_WORK INSTRUCTION_
Quote all of the entries word for word.

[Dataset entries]
--------------------------------

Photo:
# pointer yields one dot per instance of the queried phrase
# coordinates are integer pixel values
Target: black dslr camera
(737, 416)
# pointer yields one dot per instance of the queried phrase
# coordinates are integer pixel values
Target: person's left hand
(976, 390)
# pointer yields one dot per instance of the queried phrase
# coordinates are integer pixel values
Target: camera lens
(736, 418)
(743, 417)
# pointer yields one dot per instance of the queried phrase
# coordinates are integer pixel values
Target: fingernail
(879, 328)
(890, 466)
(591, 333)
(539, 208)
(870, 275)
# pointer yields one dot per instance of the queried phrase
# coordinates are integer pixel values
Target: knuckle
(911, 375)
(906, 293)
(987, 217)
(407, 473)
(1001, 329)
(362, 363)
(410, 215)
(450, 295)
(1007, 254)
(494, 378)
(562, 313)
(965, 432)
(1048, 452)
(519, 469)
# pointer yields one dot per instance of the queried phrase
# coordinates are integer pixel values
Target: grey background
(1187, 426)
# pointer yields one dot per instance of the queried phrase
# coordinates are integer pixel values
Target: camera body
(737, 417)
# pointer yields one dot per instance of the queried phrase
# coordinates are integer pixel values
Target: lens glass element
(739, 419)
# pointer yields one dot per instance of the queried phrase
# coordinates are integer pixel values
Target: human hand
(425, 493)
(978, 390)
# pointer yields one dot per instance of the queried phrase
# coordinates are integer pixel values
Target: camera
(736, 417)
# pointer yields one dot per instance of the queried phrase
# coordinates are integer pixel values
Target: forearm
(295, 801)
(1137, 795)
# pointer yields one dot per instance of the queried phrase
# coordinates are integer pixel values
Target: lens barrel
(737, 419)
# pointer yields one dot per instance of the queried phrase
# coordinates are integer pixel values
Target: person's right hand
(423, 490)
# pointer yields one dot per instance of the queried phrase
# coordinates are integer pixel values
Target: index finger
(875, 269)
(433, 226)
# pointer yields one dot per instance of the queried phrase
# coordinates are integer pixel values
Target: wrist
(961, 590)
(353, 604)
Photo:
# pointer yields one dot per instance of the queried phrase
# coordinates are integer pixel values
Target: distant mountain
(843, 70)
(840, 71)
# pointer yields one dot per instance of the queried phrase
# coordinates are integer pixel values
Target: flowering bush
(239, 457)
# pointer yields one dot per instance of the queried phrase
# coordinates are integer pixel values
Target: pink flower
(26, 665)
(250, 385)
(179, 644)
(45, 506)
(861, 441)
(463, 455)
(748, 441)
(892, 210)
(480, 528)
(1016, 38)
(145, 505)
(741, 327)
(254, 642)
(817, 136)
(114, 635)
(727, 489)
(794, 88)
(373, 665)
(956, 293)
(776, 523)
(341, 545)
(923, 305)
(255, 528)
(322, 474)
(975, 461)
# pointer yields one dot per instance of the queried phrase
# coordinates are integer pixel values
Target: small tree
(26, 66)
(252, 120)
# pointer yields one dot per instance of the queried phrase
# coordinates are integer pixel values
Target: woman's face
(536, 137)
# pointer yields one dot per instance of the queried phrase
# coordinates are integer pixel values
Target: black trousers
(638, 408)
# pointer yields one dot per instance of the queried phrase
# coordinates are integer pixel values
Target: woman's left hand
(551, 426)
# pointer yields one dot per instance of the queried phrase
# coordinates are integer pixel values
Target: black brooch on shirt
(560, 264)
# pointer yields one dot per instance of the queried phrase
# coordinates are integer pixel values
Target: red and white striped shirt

--------------------------------

_ANSWER_
Photo:
# pointer yields one dot per instance of the queried phrase
# coordinates are integer pixel values
Target: black dslr camera
(737, 416)
# pointer yields one dot per instance of the queried phrase
# coordinates are integer pixel values
Target: person's left hand
(976, 390)
# pointer yields one dot per instance of the queried phrase
# coordinates are integer pixel values
Target: camera lens
(736, 418)
(743, 417)
# pointer yields one dot per instance of the queried phrase
# coordinates are integer pixel values
Target: fingernail
(879, 328)
(890, 466)
(591, 333)
(539, 208)
(870, 275)
# pointer yields one dot per instance of the queried phrase
# coordinates are integer pixel values
Target: knuckle
(911, 375)
(906, 293)
(987, 217)
(407, 473)
(1001, 329)
(362, 363)
(410, 215)
(450, 295)
(1007, 254)
(494, 378)
(562, 313)
(965, 432)
(1048, 452)
(519, 469)
# pointer yields one dot per instance of the queried phrase
# coordinates are integer pixel values
Target: grey background
(1187, 426)
# pointer yields one dot per instance of the queried phrase
# coordinates are integer pixel values
Target: camera body
(737, 417)
# pointer yields one dot per instance of the queried phrase
# coordinates are integer pixel values
Target: lens glass element
(739, 419)
# pointer yields one dot per instance of the queried phrase
# coordinates are integer pixel values
Target: human hand
(425, 493)
(978, 390)
# pointer yields one dot per instance of the queried phrase
# coordinates are integer pixel values
Target: camera
(736, 417)
# pointer yields one dot per instance of the queried phrase
# coordinates are integer pixel values
Target: forearm
(295, 801)
(1137, 795)
# pointer yields one dot per instance of the queried phrase
# coordinates are integer pixel values
Target: lens barrel
(737, 419)
# pointer yields one dot per instance of the queried phrase
# coordinates are integer pixel values
Target: person's right hand
(423, 490)
# pointer yields one dot per instance of the queried phrase
# coordinates are integer pixel values
Target: index finger
(875, 269)
(433, 226)
# pointer yields one dot per instance of the queried phrase
# coordinates are integer pixel values
Target: wrist
(961, 590)
(353, 604)
Photo:
# pointer yields one dot per instance of the queried phrase
# coordinates are integer pixel values
Target: distant mountain
(843, 70)
(840, 71)
# pointer yields one dot per instance of the queried phrase
# coordinates are integer pixel values
Target: flowering bush
(239, 457)
# pointer yields one dot per instance of the queried phrase
# coordinates are integer pixel values
Target: pink flower
(26, 665)
(250, 385)
(179, 644)
(45, 506)
(861, 441)
(463, 455)
(748, 441)
(892, 210)
(480, 528)
(1016, 38)
(145, 505)
(741, 327)
(254, 642)
(817, 136)
(114, 635)
(727, 489)
(794, 88)
(373, 665)
(956, 293)
(776, 523)
(341, 545)
(923, 305)
(255, 528)
(322, 474)
(975, 461)
# pointer yields one dot per instance of the queried phrase
# coordinates are integer pixel values
Target: small tree
(26, 66)
(252, 120)
# pointer yields one dot per instance of the queried phrase
# coordinates are integer pixel values
Target: woman's face
(536, 137)
# pointer yields one dot per instance of the queried phrase
# coordinates are integer pixel values
Target: black trousers
(638, 408)
# pointer yields one dot per instance of the queried phrase
# coordinates are integer pixel values
Target: woman's left hand
(551, 426)
# pointer yields one dot per instance of the queried phrase
# coordinates are integer pixel values
Target: black brooch on shirt
(560, 264)
# pointer yields one dot per instance of the queried phrase
# coordinates are integer pixel values
Target: red and white striped shirt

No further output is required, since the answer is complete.